__Task description__
Continue the baseball game recap below, picking up after its final sentence about the homer by Middlebrooks.

__Source document__
It was obvious from the start that the potential was there for a long day. Check out the location of the three pitches that led to a 3-0 count on Dustin Pedroia to start the game.

Jeff Kellogg strike zone

Brandon Morrow went on to walk Pedroia on five pitches. He later walked David Ortiz with one out, only to get out of the first on a double-play ball from Mike Carp.

The second inning played out the same way: Grady Sizemore and A.J. Pierzynski walked, but then Will Middlebrooks flew out to the wall in right and Jonathan Herrera grounded into a double play.

The third inning, on the other hand, started with two quick outs. And then everything unraveled. Morrow walked four in a row, bringing him up to eight for the afternoon and getting him pulled from the game, even though he still hadn’t allowed a hit. Chad Jenkins replaced him and immediately gave up a grand slam to Pierzynski, followed by another homer to Middlebrooks.

__Entries provided__
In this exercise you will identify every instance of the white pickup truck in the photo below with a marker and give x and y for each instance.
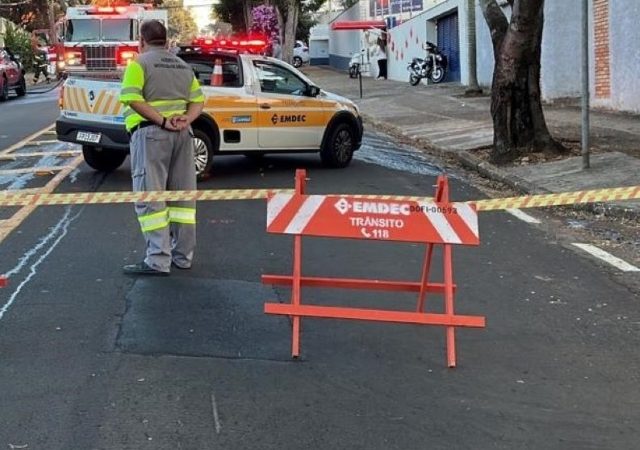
(257, 105)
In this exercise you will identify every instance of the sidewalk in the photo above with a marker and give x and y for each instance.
(441, 119)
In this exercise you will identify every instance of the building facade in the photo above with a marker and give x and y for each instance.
(614, 50)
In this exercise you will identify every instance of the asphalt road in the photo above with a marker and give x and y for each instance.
(91, 359)
(21, 117)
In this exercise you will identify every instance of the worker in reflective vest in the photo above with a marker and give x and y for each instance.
(162, 98)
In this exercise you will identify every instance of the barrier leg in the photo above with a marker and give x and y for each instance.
(295, 295)
(448, 305)
(301, 177)
(425, 277)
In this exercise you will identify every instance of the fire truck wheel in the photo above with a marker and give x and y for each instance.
(338, 149)
(4, 89)
(103, 160)
(203, 153)
(21, 90)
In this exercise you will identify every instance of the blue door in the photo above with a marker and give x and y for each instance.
(448, 42)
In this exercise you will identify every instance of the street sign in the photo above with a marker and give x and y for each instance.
(385, 220)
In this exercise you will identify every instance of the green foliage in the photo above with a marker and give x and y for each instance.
(346, 4)
(19, 43)
(181, 27)
(232, 12)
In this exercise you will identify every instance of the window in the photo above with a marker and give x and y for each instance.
(203, 66)
(83, 30)
(118, 30)
(276, 79)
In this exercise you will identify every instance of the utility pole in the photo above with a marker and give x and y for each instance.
(52, 24)
(585, 85)
(471, 41)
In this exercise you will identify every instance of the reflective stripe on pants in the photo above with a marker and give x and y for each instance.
(163, 160)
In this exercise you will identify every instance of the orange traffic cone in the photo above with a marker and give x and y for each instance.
(216, 76)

__Answer to this exercise__
For Morrow, it was an ugly combination of bad control, a patient offense and a horrible day from Jeff Kellogg behind the plate. Just 26 of his 66 pitches were strikes, but as you can see, even before he established himself as lacking command on the day, the pitches on the corners weren’t being called. Opposing starter Clay Buchholz struggled with the same phenomenon, though he did bounce back nicely after a three-run first.

Morrow became the first starter to walk eight and throw no more than three innings since Houston’s Jonathan Johnson against the Red Sox in 2003. David Ortiz was in Boston’s lineup for that one, too, but he didn’t walk in the contest.

Prior to that, Kerry Wood walked eight in 1 1/3 innings for the Cubs in Sept. 2000. Steve Adkins did it for the Yankees in 1990. Those are the only three times it happened in the previous 35 years.